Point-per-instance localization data
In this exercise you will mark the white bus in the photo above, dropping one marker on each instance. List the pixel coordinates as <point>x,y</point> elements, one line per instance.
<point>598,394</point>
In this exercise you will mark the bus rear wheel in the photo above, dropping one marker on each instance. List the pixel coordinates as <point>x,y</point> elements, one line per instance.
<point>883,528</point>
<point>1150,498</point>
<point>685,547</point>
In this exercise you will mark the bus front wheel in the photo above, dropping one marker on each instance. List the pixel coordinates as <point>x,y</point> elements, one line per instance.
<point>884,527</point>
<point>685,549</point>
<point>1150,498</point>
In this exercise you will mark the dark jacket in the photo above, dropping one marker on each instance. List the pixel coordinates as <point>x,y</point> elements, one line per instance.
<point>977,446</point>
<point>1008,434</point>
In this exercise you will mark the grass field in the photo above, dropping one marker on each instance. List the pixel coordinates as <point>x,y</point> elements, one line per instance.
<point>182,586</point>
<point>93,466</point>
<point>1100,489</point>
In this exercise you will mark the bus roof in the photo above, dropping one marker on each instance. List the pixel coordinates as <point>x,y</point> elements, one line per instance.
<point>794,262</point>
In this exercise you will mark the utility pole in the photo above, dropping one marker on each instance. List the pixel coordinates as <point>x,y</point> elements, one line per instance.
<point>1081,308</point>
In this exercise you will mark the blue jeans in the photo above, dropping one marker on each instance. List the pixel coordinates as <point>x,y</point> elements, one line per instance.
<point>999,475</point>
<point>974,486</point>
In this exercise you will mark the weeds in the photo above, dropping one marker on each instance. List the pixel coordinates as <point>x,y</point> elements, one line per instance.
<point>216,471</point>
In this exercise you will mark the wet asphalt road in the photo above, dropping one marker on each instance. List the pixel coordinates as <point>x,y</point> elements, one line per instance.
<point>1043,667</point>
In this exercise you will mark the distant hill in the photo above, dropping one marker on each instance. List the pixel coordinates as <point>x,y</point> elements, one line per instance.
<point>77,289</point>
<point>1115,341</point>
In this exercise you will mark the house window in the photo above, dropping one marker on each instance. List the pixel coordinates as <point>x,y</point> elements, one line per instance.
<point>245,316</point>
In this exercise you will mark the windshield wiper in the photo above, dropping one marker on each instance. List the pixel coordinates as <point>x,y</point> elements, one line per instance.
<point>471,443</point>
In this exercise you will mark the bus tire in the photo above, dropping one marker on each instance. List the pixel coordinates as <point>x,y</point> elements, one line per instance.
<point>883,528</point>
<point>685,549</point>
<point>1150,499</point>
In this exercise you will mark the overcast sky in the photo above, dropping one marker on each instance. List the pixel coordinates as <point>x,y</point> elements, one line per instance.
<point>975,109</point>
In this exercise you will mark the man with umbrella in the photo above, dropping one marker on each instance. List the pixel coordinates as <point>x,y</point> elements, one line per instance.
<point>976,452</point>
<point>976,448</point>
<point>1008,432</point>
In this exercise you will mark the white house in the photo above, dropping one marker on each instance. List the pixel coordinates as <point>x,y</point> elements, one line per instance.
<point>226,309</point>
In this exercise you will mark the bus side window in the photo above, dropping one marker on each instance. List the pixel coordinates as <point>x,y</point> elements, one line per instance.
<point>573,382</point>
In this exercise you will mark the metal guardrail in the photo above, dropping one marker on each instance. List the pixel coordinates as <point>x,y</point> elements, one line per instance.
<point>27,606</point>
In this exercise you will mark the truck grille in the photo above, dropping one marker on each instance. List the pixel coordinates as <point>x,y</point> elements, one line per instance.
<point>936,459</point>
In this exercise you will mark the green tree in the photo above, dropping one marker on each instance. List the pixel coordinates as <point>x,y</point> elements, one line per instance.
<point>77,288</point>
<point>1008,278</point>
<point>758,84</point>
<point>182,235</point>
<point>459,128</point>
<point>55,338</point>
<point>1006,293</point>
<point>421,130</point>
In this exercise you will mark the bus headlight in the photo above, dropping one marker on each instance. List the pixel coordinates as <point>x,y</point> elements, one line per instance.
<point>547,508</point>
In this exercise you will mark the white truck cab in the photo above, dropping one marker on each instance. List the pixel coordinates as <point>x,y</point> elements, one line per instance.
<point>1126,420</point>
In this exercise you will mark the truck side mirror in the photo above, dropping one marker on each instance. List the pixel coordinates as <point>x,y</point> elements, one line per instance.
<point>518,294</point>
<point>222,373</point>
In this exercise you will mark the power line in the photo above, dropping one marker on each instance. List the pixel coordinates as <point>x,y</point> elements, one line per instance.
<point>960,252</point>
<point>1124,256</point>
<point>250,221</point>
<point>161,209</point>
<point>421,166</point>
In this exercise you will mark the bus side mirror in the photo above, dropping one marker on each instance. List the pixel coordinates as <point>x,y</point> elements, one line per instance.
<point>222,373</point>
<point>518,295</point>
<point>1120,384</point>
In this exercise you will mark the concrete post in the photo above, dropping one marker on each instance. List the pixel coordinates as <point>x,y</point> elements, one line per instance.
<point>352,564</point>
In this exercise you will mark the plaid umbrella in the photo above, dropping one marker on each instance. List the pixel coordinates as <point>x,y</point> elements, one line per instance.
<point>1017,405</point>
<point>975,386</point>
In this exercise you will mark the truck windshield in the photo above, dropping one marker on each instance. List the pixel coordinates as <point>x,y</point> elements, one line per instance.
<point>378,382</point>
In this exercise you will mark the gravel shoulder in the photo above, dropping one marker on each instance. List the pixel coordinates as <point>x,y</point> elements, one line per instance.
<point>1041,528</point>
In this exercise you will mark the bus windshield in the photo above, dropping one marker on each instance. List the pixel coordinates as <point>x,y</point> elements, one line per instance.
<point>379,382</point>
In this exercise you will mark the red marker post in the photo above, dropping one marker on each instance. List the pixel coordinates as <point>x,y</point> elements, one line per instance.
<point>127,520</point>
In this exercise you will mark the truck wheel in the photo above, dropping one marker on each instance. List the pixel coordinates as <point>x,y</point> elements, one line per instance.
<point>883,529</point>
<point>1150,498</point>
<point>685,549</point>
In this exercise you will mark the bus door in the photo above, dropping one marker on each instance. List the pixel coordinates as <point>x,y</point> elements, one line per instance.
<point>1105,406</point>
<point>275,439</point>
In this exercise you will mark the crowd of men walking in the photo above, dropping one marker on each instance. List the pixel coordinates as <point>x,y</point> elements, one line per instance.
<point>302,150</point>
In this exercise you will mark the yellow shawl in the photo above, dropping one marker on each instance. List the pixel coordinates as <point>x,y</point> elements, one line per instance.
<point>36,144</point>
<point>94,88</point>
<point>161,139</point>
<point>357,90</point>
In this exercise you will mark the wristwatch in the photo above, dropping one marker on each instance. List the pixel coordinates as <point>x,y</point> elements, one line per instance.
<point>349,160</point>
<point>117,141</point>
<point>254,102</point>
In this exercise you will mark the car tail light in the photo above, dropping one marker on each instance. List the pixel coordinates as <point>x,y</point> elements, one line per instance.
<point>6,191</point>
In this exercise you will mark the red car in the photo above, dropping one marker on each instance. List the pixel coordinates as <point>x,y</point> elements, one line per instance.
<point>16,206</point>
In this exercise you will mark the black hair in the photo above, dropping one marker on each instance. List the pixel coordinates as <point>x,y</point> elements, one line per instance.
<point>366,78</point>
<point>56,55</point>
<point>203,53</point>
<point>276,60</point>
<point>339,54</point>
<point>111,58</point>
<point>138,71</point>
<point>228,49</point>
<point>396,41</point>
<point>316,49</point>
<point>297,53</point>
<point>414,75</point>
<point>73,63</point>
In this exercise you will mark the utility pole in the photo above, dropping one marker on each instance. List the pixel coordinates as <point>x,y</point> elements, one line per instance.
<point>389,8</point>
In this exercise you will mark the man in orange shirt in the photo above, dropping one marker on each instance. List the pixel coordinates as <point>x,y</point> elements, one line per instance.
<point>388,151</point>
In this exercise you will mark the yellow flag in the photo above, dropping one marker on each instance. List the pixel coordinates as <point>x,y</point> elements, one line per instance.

• Work task:
Please provide an exact transcription of each line from the one holding "In this exercise you will mark the red car" through the final line of the data above.

• Final answer:
In this exercise you will mark the red car in the photo above, dropping one marker on each instance. List the pixel coordinates as <point>x,y</point> elements, one line per instance.
<point>16,206</point>
In this exercise you will mark the black hair in the photo above, dropping one marker on each instance. List the pixel coordinates as <point>x,y</point> elements, one line per instance.
<point>366,78</point>
<point>56,55</point>
<point>203,53</point>
<point>276,60</point>
<point>339,54</point>
<point>111,58</point>
<point>138,71</point>
<point>228,49</point>
<point>396,41</point>
<point>316,49</point>
<point>297,53</point>
<point>414,75</point>
<point>73,63</point>
In this exercise you will mark the utility pole in the photo above, dropping one marker on each instance. List the pixel coordinates as <point>x,y</point> elements, one line per instance.
<point>389,8</point>
In this exercise you will mark the man in orange shirt in the photo above, dropping one marker on each instance. List the pixel coordinates as <point>x,y</point> elements, one line per instance.
<point>388,151</point>
In this exercise you will mark the yellow flag in the photo above, dropping one marker on each instance. List the pixel coordinates as <point>x,y</point> elements, one line per instance.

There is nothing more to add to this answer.